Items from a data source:
________________

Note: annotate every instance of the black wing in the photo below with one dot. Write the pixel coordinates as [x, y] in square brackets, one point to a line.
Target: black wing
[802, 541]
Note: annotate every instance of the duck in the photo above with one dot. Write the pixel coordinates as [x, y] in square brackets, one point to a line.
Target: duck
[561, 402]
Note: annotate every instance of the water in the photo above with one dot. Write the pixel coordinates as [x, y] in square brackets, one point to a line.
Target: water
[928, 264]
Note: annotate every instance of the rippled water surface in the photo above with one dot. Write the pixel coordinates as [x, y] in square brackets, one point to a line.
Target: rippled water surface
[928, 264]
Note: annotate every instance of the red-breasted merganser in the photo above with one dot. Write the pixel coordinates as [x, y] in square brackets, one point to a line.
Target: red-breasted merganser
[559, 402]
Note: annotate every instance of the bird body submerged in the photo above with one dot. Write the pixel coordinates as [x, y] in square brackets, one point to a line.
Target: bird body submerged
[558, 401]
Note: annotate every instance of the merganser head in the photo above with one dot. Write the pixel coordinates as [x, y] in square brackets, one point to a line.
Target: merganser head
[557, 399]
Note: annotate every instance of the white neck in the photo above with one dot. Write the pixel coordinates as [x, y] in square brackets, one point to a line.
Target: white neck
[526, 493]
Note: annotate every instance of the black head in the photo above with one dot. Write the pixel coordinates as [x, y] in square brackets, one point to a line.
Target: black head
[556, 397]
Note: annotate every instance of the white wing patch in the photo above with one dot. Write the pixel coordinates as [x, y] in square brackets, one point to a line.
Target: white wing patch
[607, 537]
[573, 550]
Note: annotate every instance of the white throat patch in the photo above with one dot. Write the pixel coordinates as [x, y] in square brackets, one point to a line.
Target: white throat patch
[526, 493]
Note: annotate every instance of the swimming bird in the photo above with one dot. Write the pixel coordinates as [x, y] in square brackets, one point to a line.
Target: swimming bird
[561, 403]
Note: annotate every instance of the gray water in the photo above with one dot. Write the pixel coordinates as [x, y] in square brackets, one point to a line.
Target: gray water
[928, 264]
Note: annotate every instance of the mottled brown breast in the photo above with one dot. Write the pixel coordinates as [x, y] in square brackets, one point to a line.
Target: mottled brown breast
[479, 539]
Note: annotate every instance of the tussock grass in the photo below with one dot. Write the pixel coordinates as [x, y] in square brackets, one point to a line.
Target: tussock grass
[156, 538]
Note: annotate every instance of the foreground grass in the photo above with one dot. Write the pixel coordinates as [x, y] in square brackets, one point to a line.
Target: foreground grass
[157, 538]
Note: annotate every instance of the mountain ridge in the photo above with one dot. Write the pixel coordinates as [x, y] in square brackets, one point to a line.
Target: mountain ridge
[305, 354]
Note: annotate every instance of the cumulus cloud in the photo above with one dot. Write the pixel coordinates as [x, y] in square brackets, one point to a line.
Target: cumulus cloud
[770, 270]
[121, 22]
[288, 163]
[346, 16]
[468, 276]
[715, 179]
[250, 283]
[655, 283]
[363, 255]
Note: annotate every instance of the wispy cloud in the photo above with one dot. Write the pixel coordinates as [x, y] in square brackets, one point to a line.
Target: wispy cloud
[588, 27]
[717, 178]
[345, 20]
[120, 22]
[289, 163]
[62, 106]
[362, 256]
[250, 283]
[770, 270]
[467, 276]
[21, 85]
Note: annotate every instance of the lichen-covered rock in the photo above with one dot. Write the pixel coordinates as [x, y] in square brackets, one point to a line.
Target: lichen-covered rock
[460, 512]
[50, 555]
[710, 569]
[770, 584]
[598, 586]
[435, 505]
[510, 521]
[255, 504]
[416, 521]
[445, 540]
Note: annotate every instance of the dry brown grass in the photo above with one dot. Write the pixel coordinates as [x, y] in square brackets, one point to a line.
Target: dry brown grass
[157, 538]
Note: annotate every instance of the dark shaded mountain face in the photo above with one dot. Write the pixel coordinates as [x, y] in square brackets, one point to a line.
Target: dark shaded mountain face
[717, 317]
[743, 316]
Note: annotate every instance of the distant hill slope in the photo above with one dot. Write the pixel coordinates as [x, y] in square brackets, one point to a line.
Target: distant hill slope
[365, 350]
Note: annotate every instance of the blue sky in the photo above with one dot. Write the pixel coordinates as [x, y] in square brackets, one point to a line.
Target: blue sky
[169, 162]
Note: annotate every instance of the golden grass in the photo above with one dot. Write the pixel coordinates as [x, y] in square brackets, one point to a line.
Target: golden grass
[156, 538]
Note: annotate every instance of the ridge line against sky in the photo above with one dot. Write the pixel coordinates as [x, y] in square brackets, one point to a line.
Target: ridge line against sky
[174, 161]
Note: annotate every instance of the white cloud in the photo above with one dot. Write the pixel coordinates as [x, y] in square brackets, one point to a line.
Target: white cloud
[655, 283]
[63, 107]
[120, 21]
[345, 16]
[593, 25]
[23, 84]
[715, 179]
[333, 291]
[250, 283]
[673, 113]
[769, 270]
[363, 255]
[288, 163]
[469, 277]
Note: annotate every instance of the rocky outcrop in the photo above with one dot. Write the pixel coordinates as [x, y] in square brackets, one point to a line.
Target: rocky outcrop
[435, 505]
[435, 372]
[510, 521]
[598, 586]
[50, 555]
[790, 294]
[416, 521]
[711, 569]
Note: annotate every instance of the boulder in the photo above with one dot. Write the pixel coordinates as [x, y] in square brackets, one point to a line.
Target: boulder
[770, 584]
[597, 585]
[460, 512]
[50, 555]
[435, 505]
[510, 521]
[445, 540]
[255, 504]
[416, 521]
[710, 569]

________________

WORK REQUEST: Please copy every line of the records above in which "below" appears.

RESULT OF THIS TASK:
Note: annotate every instance of the black wing in the photo below with one dot. Write the pixel coordinates as [x, y] in square brackets, one point to a line.
Note: annotate every instance of the tussock grass in the photo below with one dot. Write the pixel coordinates as [x, y] in square brackets, one point to a line.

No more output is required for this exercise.